> [Text provided]

■ ■ ■ ■

Opinion on the Financial Statements
We have audited the accompanying consolidated balance sheets of Magellan Midstream Partners, L.P. (the Partnership) as of December 31, 2019 and 2018, the related consolidated statements of income, comprehensive income, partners’ capital and cash flows for each of the three years in the period ended December 31, 2019, and the related notes (collectively referred to as the “consolidated financial statements”). In our opinion, the consolidated financial statements present fairly, in all material respects, the financial position of the Partnership at December 31, 2019 and 2018, and the results of its operations and its cash flows for each of the three years in the period ended December 31, 2019, in conformity with U.S. generally accepted accounting principles.
We also have audited, in accordance with the standards of the Public Company Accounting Oversight Board (United States) (PCAOB), the Partnership’s internal control over financial reporting as of December 31, 2019, based on criteria established in Internal Control-Integrated Framework issued by the Committee of Sponsoring Organizations of the Treadway Commission (2013 framework) and our report dated -February 18, 2020 expressed an unqualified opinion thereon.

■ ■ ■ ■

> [Information provided]

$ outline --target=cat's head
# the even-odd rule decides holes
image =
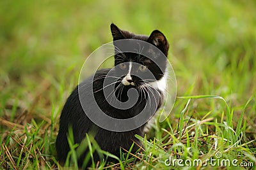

■ ■ ■ ■

> [Task prompt] In the audit opinion, rewrite the paragraph that begins "We have audited the accompanying" as a short bulleted list that keeps its main facts. The material has no connection to the audit opinion.

> [Result]
- Audited: the consolidated balance sheets of Magellan Midstream Partners, L.P. (the Partnership) as of December 31, 2019 and 2018
- Also audited: the related consolidated statements of income, comprehensive income, partners' capital and cash flows for each of the three years ended December 31, 2019, plus the related notes, together called the "consolidated financial statements"
- Opinion: the statements present fairly, in all material respects, the Partnership's financial position at December 31, 2019 and 2018, and its results of operations and cash flows for each of those three years
- Standard: conformity with U.S. generally accepted accounting principles